1. Field of the Invention
The present invention generally relates to a new and improved technique for monitoring changes in blood glucose concentration in a tissue specimen. More particularly, this invention relates to a new and improved method and apparatus for using acoustic velocity measurements as a basis for non-invasive monitoring of blood glucose levels in individuals.
2. Description of the Prior Art
The typical procedure for determining blood glucose concentration in a diabetic or other individual is to secure a blood sample from a finger prick and apply that blood to an enzymatically mediated colorimetric strip or an electrochemical probe. Since a diabetic checking himself for glucose level must perform this procedure several times in a day, it would be desirable if the pain and annoyance of the finger prick and the inconvenience of blood handling could be avoided One obvious way to alleviate this pain and inconvenience is by non-invasive monitoring.

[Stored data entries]
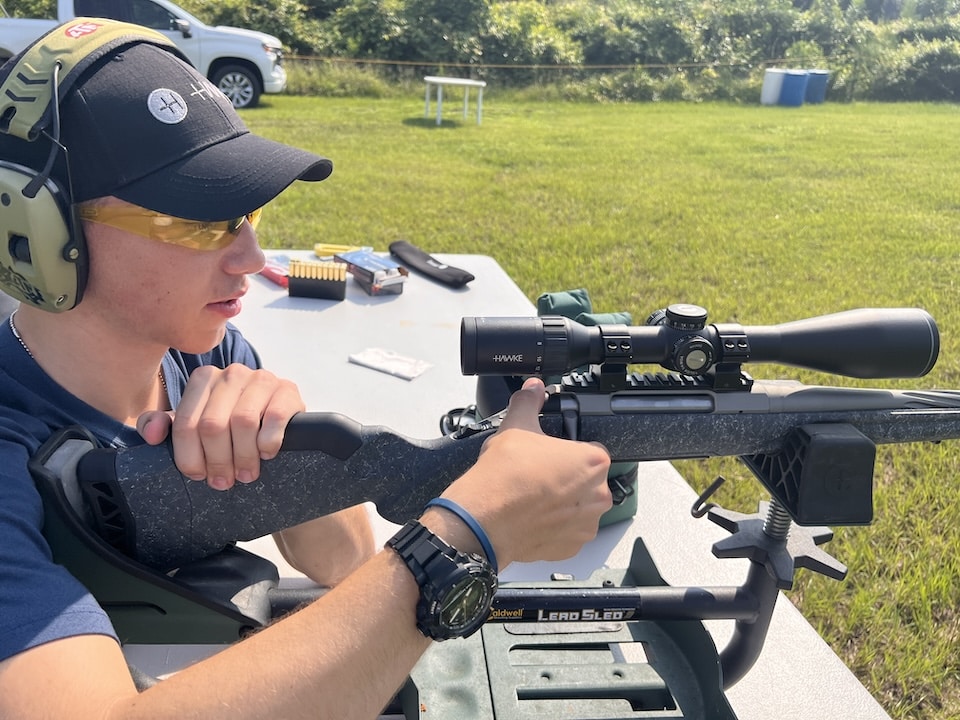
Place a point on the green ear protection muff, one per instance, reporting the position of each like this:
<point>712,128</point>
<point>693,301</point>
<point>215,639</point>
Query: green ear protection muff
<point>43,259</point>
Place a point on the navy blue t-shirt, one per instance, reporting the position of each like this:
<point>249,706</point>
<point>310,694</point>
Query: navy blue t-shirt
<point>39,600</point>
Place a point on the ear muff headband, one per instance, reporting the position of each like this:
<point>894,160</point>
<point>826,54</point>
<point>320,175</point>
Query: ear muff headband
<point>26,93</point>
<point>43,259</point>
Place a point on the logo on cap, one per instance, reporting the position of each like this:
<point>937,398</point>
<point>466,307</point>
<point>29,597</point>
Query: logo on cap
<point>167,106</point>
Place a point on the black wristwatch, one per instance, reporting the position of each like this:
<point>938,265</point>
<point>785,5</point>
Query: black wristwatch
<point>456,589</point>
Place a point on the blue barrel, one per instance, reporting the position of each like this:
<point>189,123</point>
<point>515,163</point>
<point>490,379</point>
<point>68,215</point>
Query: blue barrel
<point>816,86</point>
<point>794,88</point>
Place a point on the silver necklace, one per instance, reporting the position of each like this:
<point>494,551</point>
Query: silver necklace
<point>16,334</point>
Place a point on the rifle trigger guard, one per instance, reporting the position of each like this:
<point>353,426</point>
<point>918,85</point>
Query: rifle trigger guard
<point>700,506</point>
<point>570,418</point>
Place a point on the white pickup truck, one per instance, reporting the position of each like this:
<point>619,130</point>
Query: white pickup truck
<point>242,63</point>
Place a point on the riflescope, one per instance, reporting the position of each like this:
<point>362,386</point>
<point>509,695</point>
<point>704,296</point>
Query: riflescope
<point>864,343</point>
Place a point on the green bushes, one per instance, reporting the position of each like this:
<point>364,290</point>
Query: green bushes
<point>613,50</point>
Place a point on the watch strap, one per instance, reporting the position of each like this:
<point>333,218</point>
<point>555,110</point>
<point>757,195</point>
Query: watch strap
<point>434,565</point>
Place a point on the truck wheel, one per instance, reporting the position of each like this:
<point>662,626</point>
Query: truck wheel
<point>239,84</point>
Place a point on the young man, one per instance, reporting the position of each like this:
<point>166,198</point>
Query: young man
<point>166,180</point>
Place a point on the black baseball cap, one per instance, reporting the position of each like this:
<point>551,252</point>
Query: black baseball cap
<point>145,126</point>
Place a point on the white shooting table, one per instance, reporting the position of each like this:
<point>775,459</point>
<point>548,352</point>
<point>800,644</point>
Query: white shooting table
<point>797,675</point>
<point>465,83</point>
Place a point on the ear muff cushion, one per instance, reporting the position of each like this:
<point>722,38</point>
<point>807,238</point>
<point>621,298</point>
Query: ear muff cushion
<point>41,262</point>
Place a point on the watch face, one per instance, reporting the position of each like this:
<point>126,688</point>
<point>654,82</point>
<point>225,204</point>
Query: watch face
<point>466,604</point>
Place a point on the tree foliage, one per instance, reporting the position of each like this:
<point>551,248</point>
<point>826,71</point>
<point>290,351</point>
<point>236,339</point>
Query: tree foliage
<point>623,49</point>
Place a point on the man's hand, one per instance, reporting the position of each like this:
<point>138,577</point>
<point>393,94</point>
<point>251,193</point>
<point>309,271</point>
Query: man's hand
<point>538,497</point>
<point>226,423</point>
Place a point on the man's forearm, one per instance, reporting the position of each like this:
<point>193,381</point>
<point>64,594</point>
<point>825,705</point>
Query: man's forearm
<point>329,548</point>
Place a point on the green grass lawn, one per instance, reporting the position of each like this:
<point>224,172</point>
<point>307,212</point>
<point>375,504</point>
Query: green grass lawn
<point>760,214</point>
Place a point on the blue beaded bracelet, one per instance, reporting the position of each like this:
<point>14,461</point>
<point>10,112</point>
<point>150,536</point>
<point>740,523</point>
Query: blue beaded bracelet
<point>472,524</point>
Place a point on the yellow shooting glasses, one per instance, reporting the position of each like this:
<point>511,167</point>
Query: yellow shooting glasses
<point>194,234</point>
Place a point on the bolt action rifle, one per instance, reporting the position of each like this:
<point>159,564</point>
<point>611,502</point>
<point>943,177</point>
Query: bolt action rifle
<point>813,448</point>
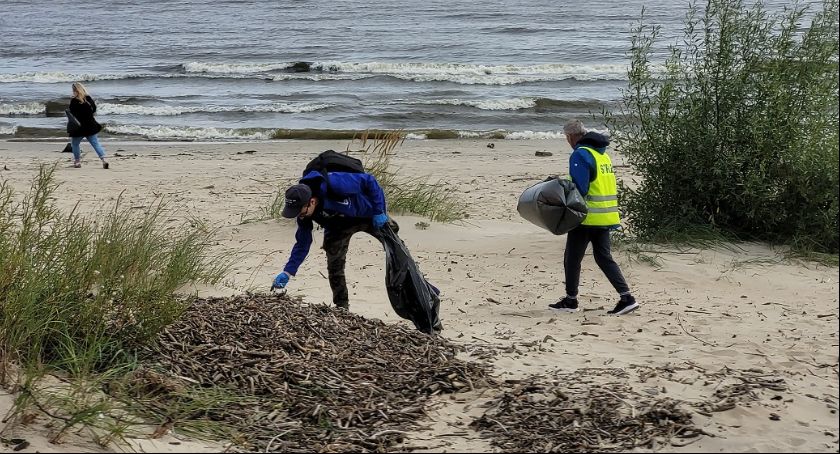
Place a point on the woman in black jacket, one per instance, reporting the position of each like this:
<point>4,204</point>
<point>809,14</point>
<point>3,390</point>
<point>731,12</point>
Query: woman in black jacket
<point>83,107</point>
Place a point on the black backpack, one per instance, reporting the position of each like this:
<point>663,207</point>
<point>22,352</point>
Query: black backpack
<point>331,161</point>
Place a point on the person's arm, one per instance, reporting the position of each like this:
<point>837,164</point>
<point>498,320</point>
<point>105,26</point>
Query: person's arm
<point>303,240</point>
<point>580,169</point>
<point>373,192</point>
<point>92,104</point>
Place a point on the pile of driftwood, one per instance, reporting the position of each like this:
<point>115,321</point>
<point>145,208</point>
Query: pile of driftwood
<point>590,410</point>
<point>286,376</point>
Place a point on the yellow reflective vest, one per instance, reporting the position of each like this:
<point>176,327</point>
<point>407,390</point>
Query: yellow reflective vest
<point>602,199</point>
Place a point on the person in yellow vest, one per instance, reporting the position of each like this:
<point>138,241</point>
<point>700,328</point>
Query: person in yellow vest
<point>591,170</point>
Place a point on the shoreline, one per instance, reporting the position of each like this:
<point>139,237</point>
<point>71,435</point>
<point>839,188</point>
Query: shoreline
<point>742,307</point>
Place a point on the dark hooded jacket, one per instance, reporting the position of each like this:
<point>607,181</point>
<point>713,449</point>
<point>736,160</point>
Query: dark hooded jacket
<point>84,111</point>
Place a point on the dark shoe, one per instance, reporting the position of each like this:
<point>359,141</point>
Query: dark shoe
<point>565,305</point>
<point>625,305</point>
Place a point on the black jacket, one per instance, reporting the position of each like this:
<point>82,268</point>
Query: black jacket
<point>83,111</point>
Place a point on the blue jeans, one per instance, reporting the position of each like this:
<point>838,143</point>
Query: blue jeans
<point>75,142</point>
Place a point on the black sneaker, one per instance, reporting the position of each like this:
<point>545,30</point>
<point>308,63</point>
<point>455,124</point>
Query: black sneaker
<point>625,305</point>
<point>565,305</point>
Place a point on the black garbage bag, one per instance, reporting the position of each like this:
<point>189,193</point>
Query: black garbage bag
<point>555,205</point>
<point>412,296</point>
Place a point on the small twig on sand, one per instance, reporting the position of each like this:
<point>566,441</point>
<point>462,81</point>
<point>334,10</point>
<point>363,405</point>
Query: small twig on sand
<point>679,321</point>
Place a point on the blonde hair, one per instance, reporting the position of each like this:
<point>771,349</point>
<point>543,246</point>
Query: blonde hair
<point>81,91</point>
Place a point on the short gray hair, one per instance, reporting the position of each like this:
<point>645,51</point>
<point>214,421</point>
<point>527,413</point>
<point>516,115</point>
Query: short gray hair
<point>574,127</point>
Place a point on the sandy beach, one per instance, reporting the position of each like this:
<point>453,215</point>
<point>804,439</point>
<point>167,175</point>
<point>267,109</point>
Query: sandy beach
<point>742,307</point>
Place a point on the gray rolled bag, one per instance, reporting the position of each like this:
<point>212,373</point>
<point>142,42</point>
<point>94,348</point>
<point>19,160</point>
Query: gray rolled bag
<point>555,205</point>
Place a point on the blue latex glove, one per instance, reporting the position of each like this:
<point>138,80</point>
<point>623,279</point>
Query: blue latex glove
<point>281,280</point>
<point>379,220</point>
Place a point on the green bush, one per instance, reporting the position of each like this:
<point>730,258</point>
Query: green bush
<point>739,132</point>
<point>77,292</point>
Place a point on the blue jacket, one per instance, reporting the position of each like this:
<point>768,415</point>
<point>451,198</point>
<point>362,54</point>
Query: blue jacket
<point>582,165</point>
<point>352,195</point>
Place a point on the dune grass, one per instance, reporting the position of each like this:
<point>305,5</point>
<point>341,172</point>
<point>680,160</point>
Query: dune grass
<point>79,293</point>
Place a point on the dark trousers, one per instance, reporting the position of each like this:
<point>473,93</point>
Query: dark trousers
<point>576,242</point>
<point>336,242</point>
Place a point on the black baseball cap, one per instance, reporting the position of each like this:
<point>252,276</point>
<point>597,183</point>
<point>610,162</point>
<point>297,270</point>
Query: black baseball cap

### Task list
1. In the glucose-monitoring text, what measurements does the invention use as the basis for non-invasive monitoring of blood glucose?
2. Pick up the glucose-monitoring text after its final sentence and continue it.

### Answers to the exercises
1. Acoustic velocity measurements.

2.
Most non-invasive monitoring techniques have focused on using incident radiation capable of penetrating tissue and probing the blood. Three distinct non-invasive approaches are possible optical, electrical and acoustic. All currently known approaches to non-invasive glucose measurement are either optical or electrical. The optical techniques generally use infrared radiation of a selected wavelength, typically between 890 and 2500 nm, which corresponds to the region of the optical spectrum in which the skin tissue has the highest transmittance. The less successful and relatively uncommon electrical measurements focus upon the dielectric properties of water solutions in a given frequency range, typically between 1-50 MHz. In one form or another, such methods attempt to monitor the influence of glucose or other analyte concentration upon the dielectric frequency response of either the glucose itself or the secondary effect on the water.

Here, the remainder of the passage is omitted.